Text provided:
[start]
Comment on Eliezer Yudkowky’s AGI Ruin: A List of Lethalities

I think we’re headed down an extremely dangerous path, developing artificial general intelligence (AGI). It’s hard for the path to be anything but dangerous when the systems humanity is working towards will likely be vastly more powerful and capable than all human achievements to date. I think it’s likely that in the next hundred years, and probably next few decades, we will create AGI systems capable of building cities in a day, reconfiguring entire planets into factories or computers, and many more things beyond our current understanding or capabilities.

I might be wrong about this. Maybe intelligence is a much harder nut to crack, and the current trends in AI capabilities will level off. Maybe the ceiling of AI intelligence won’t be much greater than human intelligence, though I would find this very surprising.

But if I am right, and these extremely powerful systems are right around the corner. Then I think we’re in a lot of danger. There are a lot of reasons to think that humanity is not ready for vast amounts of power. Here are a few, from one of the earliest pioneers in the AI existential risk space (link to full post in comments). Some of these assume familiarity with a bunch of arguments, but some stand alone:

AGI Ruin: A List of Lethalities - LessWrong

From Eliezer’s perspective, these issues are very dire and we’re almost certainly doomed to fail. You might notice this comes through a lot in his vibe. I think it’s quite good that Eliezer is being open and real about this.
[end]
Set task:
Please answer these questions about the comment on AGI Ruin above:
1. Within what timeframe does the writer think AGI systems are likely to be created?
2. What possibility about the ceiling of AI intelligence would the writer find very surprising?
3. What does the writer think is quite good about Eliezer?

Information shown:
[start]
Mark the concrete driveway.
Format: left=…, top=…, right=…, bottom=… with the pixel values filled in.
[end]
Output:
1. In the next hundred years, and probably the next few decades.
2. That the ceiling of AI intelligence won't be much greater than human intelligence.
3. That Eliezer is being open and real about these issues.